[Text provided]

▬▬▬▬▬▬▬▬▬▬

Now, there are obviously great differences between the early 1990s and the period beginning in 2010, although some similarities do exist. One of them is the fact that now, as in 1990, centre-right parties received popular mandates to govern Hungary; the difference being that this time the democratically elected government can count on a much stronger organizational, financial and social hinterland. Another similarity is that it is again the parlous state of the economy and especially the fragile financial situation that present the most critical challenges to the government. There are also parallels between the two periods in the dynamics of Hungary’s external relations: at that time, our whole security and political alliance was dramatically changed in tandem with the upheaval around the globe, while now the debates and tensions are within the European Union, under the shadow of geopolitical tectonic shifts taking place outside Europe.

Similar or not to the present, the early period of transformation can be helpfully revisited to help the reader contrast the present period against the beginning of a long process called transition.

One should also be careful to note the heterogeneity of the two decades which consisted of various different political phases. The linguistic formula commonly used by the present government, that of the “last two decades”, no doubt serving the political aim of emphasizing the uniqueness of the new political era starting in 2010, places the first historic four-year phase of Hungary’s transition under the same roof as the other phases with obviously negative connotations.

On the contrary, I would call this period of Hungary’s recent past a success. I base this firstly on the majority of external opinion, and secondly on the available comparable macroeconomic data.

A BAD START OR A BAD JOURNEY?

▬▬▬▬▬▬▬▬▬▬

Point annotation records
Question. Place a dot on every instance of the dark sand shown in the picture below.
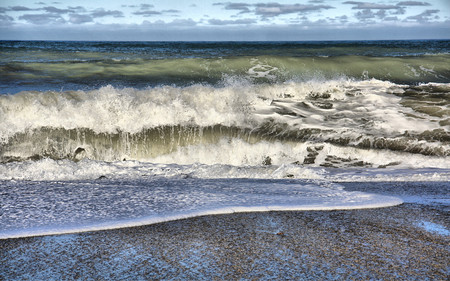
(405, 242)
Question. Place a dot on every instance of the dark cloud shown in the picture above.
(243, 7)
(171, 11)
(425, 16)
(54, 10)
(272, 9)
(368, 15)
(41, 19)
(19, 9)
(276, 9)
(230, 22)
(146, 6)
(98, 13)
(80, 19)
(78, 9)
(146, 13)
(5, 20)
(366, 5)
(413, 3)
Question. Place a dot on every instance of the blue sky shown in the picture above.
(224, 20)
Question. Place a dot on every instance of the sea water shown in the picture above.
(97, 135)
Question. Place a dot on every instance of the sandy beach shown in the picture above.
(406, 242)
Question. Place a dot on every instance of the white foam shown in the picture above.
(237, 103)
(60, 208)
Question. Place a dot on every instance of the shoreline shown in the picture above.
(384, 243)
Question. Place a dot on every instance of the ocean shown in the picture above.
(99, 135)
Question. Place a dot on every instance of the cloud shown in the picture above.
(425, 16)
(243, 7)
(41, 19)
(146, 13)
(98, 13)
(413, 3)
(80, 19)
(272, 9)
(146, 6)
(171, 11)
(366, 5)
(276, 9)
(19, 9)
(54, 10)
(5, 20)
(230, 22)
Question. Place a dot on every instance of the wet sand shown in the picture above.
(410, 241)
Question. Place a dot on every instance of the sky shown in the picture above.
(218, 20)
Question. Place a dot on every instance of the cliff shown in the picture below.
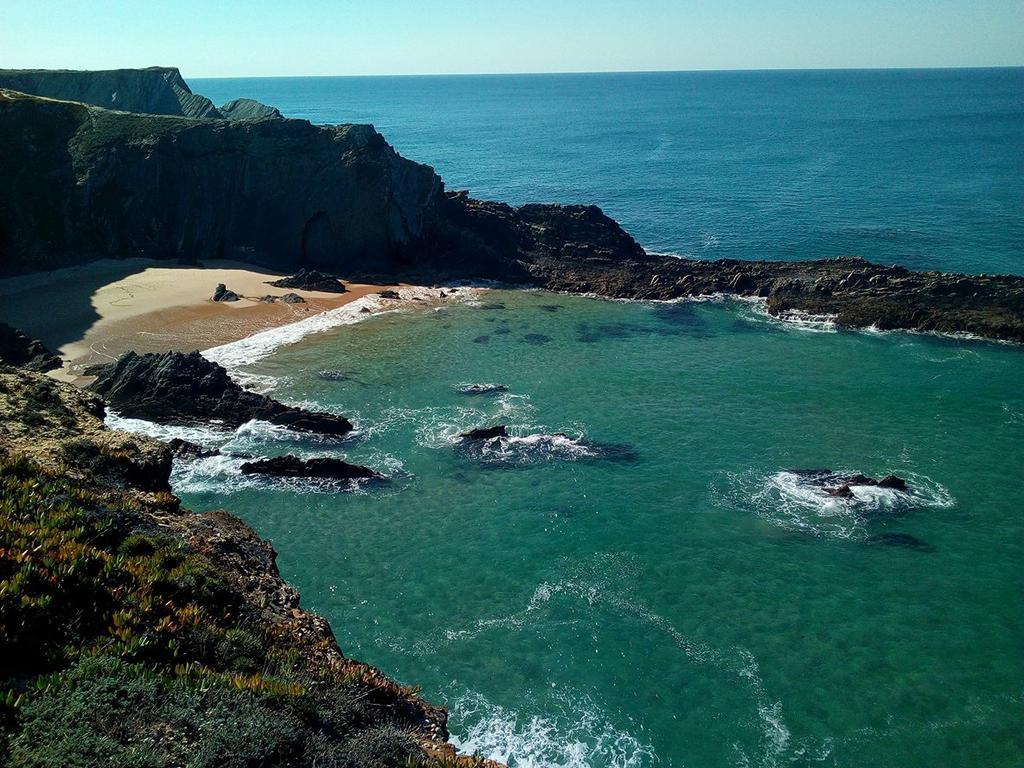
(80, 182)
(157, 90)
(134, 632)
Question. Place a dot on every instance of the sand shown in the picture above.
(92, 313)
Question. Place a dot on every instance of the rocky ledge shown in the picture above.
(90, 182)
(179, 388)
(173, 631)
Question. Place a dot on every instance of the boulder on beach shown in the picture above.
(324, 468)
(222, 294)
(310, 280)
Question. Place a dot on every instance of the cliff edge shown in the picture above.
(134, 632)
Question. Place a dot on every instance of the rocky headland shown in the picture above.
(134, 632)
(87, 182)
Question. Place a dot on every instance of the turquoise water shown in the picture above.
(923, 168)
(653, 589)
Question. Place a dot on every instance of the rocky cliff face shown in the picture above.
(157, 90)
(80, 182)
(172, 630)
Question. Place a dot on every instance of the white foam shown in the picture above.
(576, 734)
(792, 502)
(256, 347)
(207, 436)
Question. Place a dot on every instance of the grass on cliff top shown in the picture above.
(121, 646)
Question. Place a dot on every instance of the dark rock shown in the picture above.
(843, 492)
(18, 350)
(178, 388)
(188, 451)
(483, 389)
(333, 376)
(485, 433)
(537, 339)
(222, 294)
(291, 466)
(892, 481)
(248, 109)
(310, 280)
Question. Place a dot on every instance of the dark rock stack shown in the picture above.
(222, 294)
(17, 349)
(310, 280)
(325, 468)
(178, 388)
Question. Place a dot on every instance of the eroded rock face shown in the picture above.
(178, 388)
(325, 468)
(287, 194)
(89, 183)
(18, 350)
(310, 280)
(61, 428)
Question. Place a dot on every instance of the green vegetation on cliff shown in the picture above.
(134, 633)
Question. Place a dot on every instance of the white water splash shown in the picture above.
(576, 734)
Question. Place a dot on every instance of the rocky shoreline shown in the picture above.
(238, 638)
(341, 200)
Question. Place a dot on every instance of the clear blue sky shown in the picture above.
(374, 37)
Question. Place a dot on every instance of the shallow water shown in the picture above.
(653, 588)
(922, 168)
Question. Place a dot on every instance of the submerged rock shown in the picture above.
(222, 294)
(291, 466)
(841, 484)
(179, 388)
(482, 388)
(310, 280)
(18, 350)
(485, 433)
(181, 449)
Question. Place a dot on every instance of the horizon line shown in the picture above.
(611, 72)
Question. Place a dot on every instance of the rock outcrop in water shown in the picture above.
(323, 468)
(177, 388)
(80, 182)
(172, 630)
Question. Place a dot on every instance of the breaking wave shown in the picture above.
(576, 733)
(790, 501)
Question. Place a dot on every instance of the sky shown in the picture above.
(237, 38)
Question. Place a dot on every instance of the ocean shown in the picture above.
(645, 573)
(922, 168)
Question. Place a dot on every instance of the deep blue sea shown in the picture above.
(640, 576)
(923, 168)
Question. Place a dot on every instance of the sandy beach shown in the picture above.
(93, 312)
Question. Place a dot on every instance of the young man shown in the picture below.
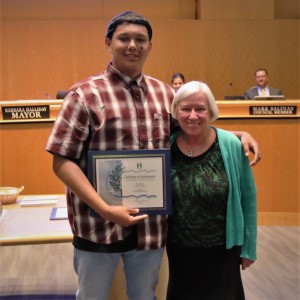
(102, 113)
(262, 88)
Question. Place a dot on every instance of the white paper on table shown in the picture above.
(59, 213)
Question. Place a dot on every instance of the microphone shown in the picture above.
(229, 85)
(48, 96)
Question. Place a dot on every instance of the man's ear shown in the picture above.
(108, 44)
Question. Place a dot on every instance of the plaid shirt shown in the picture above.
(99, 113)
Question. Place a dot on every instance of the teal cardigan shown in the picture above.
(241, 218)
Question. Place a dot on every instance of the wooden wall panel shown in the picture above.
(45, 56)
(278, 174)
(94, 9)
(237, 9)
(24, 160)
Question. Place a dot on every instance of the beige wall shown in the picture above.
(48, 45)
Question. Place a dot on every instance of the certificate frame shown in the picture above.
(133, 178)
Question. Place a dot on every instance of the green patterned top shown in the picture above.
(199, 198)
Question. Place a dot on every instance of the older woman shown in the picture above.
(212, 229)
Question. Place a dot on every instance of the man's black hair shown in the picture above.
(128, 17)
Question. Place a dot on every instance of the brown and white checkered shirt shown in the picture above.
(99, 113)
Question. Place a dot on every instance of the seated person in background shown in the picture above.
(262, 88)
(212, 229)
(177, 81)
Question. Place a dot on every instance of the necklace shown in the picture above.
(192, 151)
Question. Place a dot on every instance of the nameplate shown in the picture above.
(26, 112)
(273, 110)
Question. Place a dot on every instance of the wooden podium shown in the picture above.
(25, 126)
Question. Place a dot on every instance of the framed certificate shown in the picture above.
(136, 179)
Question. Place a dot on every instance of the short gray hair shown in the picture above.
(192, 88)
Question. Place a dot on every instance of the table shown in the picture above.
(31, 225)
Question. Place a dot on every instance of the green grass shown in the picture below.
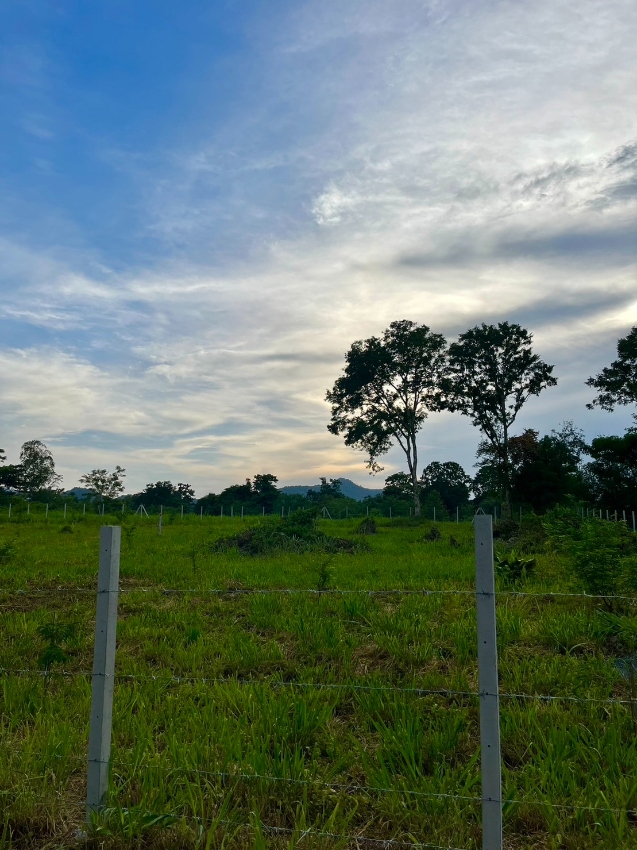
(188, 755)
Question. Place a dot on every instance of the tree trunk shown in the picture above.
(506, 506)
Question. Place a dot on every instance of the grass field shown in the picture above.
(308, 721)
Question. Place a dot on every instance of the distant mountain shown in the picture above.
(78, 492)
(348, 488)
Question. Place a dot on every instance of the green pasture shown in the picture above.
(299, 718)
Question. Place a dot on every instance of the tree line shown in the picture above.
(388, 388)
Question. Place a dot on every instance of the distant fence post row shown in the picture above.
(627, 516)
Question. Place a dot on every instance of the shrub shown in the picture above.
(367, 526)
(513, 568)
(603, 554)
(297, 533)
(6, 552)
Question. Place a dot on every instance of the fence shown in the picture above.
(239, 511)
(103, 678)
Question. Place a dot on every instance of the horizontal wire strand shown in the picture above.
(316, 685)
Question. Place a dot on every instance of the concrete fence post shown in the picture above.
(488, 686)
(103, 681)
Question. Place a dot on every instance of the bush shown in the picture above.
(297, 533)
(513, 568)
(367, 526)
(603, 554)
(6, 552)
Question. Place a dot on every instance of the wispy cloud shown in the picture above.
(449, 162)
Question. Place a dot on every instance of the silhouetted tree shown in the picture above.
(493, 371)
(388, 387)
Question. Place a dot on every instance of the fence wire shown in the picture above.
(341, 686)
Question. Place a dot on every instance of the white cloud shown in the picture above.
(469, 162)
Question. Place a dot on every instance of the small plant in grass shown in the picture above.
(129, 823)
(192, 636)
(624, 630)
(512, 567)
(603, 554)
(57, 637)
(324, 576)
(367, 526)
(6, 552)
(297, 533)
(432, 535)
(129, 533)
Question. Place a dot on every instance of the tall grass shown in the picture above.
(263, 720)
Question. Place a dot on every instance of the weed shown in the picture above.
(6, 552)
(512, 567)
(367, 526)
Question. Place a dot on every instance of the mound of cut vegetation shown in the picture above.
(297, 533)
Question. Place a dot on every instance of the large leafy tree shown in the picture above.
(493, 371)
(9, 474)
(264, 491)
(388, 387)
(612, 473)
(37, 468)
(104, 484)
(545, 471)
(617, 383)
(449, 480)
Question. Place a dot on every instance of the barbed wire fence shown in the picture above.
(104, 677)
(156, 514)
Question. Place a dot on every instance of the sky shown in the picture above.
(202, 205)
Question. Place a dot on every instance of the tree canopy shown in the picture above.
(612, 473)
(37, 468)
(387, 389)
(104, 484)
(492, 372)
(617, 383)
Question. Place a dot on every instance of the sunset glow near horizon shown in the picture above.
(204, 205)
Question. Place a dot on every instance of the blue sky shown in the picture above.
(203, 204)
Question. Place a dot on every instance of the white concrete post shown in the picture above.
(102, 685)
(488, 686)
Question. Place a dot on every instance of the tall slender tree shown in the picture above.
(493, 371)
(389, 386)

▬▬▬▬▬▬▬▬▬▬

[Written request 1] The text on Hungary's transition names three similarities between the early 1990s and the period beginning in 2010. List them.
[Written request 2] Render this sentence from the text on Hungary's transition in Spanish: "I base this firstly on the majority of external opinion, and secondly on the available comparable macroeconomic data."
[Written request 3] Carry the text on Hungary's transition forward from its final heading.

[Exercise response 1]
- Centre-right parties received popular mandates to govern Hungary, now as in 1990.
- The parlous state of the economy and especially the fragile financial situation present the most critical challenges to the government.
- There are parallels in the dynamics of Hungary's external relations.

[Exercise response 2] Baso esto, en primer lugar, en la mayoría de la opinión externa y, en segundo lugar, en los datos macroeconómicos comparables disponibles.

[Exercise response 3]
Given the multitude of negative statements about the transformation, one wonders if there might be a connection between this attitude and the fact that Hungary is once more mired in economic crisis. Is it possible that the general publicis negative about that period because of the current difficulties? It is not only the Orbán cabinet that expresses such critical views in such terms: opinion polls, business surveys and other indicators all show that Hungarian society feels predominantly negatively about both the present economic and social situation, as well as the road taken to get to this juncture, including the first leg of the journey. It should be noted here that the negativity is not focused on the very first years of transition. The government’s criticism takes aim instead at the eight years directly preceding the parliamentary elections of 2010, that is the double four-year parliamentary term of the Socialist-Free Democrats coalition, during which the Hungarian economy clearly lost its momentum and balance. There is more to it than dry macroeconomic data and abstract social indicators; the general public discerned the relative decline of Hungary, and identified the Socialist-led governments as responsible for the endemic corruption and general mismanagement. To understand the landslide victory of the centre-right in 2010 is to recognize how voters felt at that time about the left-liberal coalition’s eight years in power.

What has become unpopular, however, is more than a particular political tendency or a set of politicians. Looking at Pew Research’s comparative international opinion poll of popular support for regim echange (or transition to democracy) first in 1991, and then in 2009, one finds that the Hungarian figure was a solid 74 per cent in 1991, and only 56 per cent in 2009 (see my analysis of data and comment on the trends in the July 2011 issue of this present Review under the title “The Unloved Hungarian Capitalism”). In other words support for democracy slumped from a level similar to that of the Czechs to a level similar to that of present day Russia. Here again, however, the reader’s attention must be called to the structured and complex nature of the society. While the drop in support for the new order has also occurred in other transition countries, the scale of the fallin Hungary’s case is extraordinary. True, 2009 was a year of particular distress in all transformation countries, but in Hungary the trough in economic activity was also accompanied by a plunge in respect for politics in general and the political elite in particular.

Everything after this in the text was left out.